**Written problem:**
Count the lines in the records below that contain the word "sparse", and give only that number.

**Dataset excerpts:**

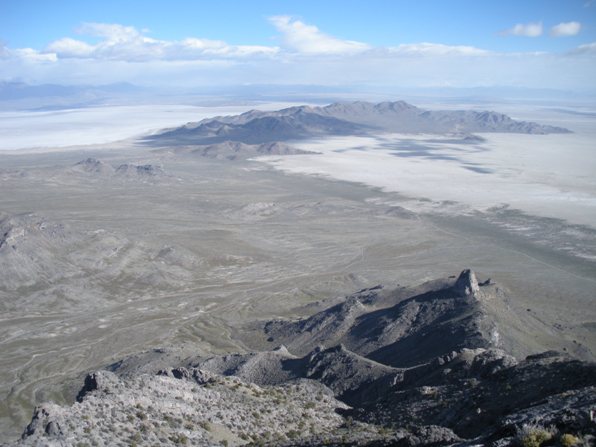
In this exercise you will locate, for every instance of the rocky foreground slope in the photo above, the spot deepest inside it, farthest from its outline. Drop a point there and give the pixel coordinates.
(440, 364)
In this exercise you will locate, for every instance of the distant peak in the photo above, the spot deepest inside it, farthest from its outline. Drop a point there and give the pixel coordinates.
(467, 284)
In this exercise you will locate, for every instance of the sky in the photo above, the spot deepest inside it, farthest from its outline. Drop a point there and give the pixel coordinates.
(545, 44)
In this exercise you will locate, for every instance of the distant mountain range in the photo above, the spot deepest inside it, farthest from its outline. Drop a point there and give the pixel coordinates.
(354, 118)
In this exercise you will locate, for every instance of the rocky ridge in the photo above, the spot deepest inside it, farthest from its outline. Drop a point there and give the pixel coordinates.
(356, 118)
(419, 366)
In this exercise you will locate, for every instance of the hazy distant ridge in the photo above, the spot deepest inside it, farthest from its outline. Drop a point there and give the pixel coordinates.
(352, 118)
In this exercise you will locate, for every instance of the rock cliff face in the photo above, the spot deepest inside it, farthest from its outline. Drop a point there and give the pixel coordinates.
(430, 365)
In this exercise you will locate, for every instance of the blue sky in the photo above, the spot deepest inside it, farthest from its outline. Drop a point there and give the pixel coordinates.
(529, 43)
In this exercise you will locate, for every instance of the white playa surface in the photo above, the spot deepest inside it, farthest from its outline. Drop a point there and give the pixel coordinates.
(544, 175)
(47, 130)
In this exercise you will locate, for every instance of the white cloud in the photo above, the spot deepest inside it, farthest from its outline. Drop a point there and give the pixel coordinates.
(525, 29)
(126, 43)
(588, 48)
(437, 49)
(68, 47)
(30, 55)
(307, 39)
(565, 29)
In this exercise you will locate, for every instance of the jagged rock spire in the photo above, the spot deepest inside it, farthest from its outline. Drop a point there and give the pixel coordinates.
(467, 284)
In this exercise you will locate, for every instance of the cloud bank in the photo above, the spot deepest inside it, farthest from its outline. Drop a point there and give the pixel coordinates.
(302, 54)
(525, 29)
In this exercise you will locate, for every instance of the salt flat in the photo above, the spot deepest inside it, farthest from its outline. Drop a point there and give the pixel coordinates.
(545, 175)
(47, 130)
(114, 265)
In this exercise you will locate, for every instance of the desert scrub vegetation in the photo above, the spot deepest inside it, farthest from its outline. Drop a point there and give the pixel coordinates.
(534, 435)
(569, 440)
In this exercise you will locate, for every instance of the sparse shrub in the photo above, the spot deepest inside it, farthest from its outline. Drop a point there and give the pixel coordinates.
(292, 434)
(531, 435)
(568, 440)
(179, 438)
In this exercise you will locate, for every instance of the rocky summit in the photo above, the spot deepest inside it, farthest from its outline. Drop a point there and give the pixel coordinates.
(443, 363)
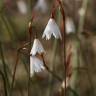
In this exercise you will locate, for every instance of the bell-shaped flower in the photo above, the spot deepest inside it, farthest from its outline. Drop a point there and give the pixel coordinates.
(70, 26)
(41, 6)
(36, 65)
(52, 29)
(37, 48)
(22, 6)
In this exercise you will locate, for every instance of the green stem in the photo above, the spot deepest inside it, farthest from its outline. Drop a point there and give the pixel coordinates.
(4, 83)
(4, 66)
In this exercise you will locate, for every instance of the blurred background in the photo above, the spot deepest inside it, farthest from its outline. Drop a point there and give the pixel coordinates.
(14, 18)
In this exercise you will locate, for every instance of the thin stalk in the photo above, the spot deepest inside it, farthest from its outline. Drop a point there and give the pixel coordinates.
(14, 73)
(4, 83)
(82, 17)
(64, 39)
(30, 40)
(4, 66)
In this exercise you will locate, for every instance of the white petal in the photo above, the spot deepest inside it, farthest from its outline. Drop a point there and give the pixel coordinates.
(36, 65)
(37, 47)
(22, 6)
(41, 5)
(70, 26)
(52, 29)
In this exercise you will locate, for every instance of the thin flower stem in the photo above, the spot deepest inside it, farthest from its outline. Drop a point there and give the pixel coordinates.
(14, 73)
(64, 39)
(4, 66)
(30, 40)
(4, 82)
(82, 17)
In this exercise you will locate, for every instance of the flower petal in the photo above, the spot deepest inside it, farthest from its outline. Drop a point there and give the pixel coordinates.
(37, 47)
(52, 29)
(36, 65)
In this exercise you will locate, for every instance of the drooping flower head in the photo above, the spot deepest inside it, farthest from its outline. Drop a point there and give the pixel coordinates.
(22, 6)
(37, 48)
(41, 6)
(52, 29)
(36, 63)
(70, 26)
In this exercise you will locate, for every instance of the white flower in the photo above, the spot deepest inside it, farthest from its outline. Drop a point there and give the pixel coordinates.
(22, 6)
(70, 27)
(41, 6)
(36, 65)
(52, 29)
(37, 48)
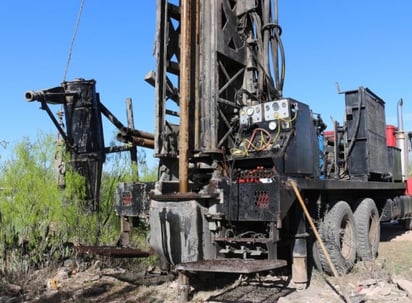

**Correct response:**
1